Instruction 1: In the FunctionTransformer post, rewrite the paragraph beginning "I kinda know that it's related to estimator cloning" more briefly, keeping its main facts.
Instruction 2: From the FunctionTransformer post, pull out the passage from "I would like" up to and including "make_regression(n_samples=100, n_features=1, noise=0.1)", word for word.
Instruction 3: Check each statement against the FunctionTransformer post and answer yes or no, quoting the words that decide it: (a) trans1 works fine. (b) The warning says that from version 0.24, get_params will raise an AttributeError if a parameter cannot be retrieved as an instance attribute. (c) The writer says the logic can be moved into fit().

I would like to use FunctionTransformer
and at the same time provide a simple API and hide the additional details. Specifically, I'd like to be able to provide a Custom_Trans
class as shown below. So, instead of trans1
, which works fine, the user should be able to use trans2
which fails at the moment:
from sklearn import preprocessing
from sklearn.pipeline import Pipeline
from sklearn import model_selection
from sklearn.linear_model import LinearRegression
from sklearn.datasets import make_regression
import numpy as np
X, y = make_regression(n_samples=100, n_features=1, noise=0.1)
def func(X, a, b):
return X[:,a:b]
class Custom_Trans(preprocessing.FunctionTransformer):
def __init__(self, ind0, ind1):
super().__init__(
func=func,
kw_args={
"a": ind0,
"b": ind1
}
)
trans1 = preprocessing.FunctionTransformer(
func=func,
kw_args={
"a": 0,
"b": 50
}
)
trans2 = Custom_Trans(0,50)
pipe1 = Pipeline(
steps=[
('custom', trans1),
('linear', LinearRegression())
]
)
pipe2 = Pipeline(
steps=[
('custom', trans2),
('linear', LinearRegression())
]
)
print(model_selection.cross_val_score(
pipe1, X, y, cv=3,)
)
print(model_selection.cross_val_score(
pipe2, X, y, cv=3,)
)
This is what I get:
[0.99999331 0.99999671 0.99999772]
...sklearn/base.py:209: FutureWarning: From version 0.24, get_params will raise an
AttributeError if a parameter cannot be retrieved as an instance attribute.
Previously it would return None.
warnings.warn('From version 0.24, get_params will raise an '
...
[0.99999331 0.99999671 0.99999772]
I kinda know that it's related to estimator cloning, but I don't know how to fix it. E.g this post says that
there should be no logic, not even input validation, in an estimators init. The logic should be put where the parameters are used, which is typically in fit
but in this case, I need to pass the parameters to the superclass. There is no way to put the logic in the fit()
.
What can I do?

Data segment:

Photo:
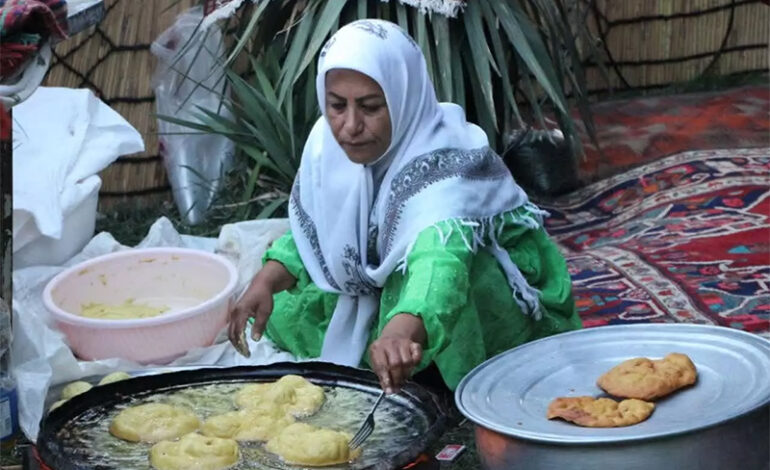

Written reply 1: The writer suspects the problem comes from estimator cloning but doesn't know how to fix it. A post they cite says an estimator's init should hold no logic, not even input validation, and that logic belongs where the parameters are used, usually in fit. In this case, though, the parameters have to be passed to the superclass, so the logic can't be moved into fit().

Written reply 2:
I would like to use FunctionTransformer
and at the same time provide a simple API and hide the additional details. Specifically, I'd like to be able to provide a Custom_Trans
class as shown below. So, instead of trans1
, which works fine, the user should be able to use trans2
which fails at the moment:
from sklearn import preprocessing
from sklearn.pipeline import Pipeline
from sklearn import model_selection
from sklearn.linear_model import LinearRegression
from sklearn.datasets import make_regression
import numpy as np
X, y = make_regression(n_samples=100, n_features=1, noise=0.1)

Written reply 3:
(a) Yes: "which works fine"
(b) Yes: "From version 0.24, get_params will raise an AttributeError if a parameter cannot be retrieved as an instance attribute."
(c) No: "There is no way to put the logic in the fit()"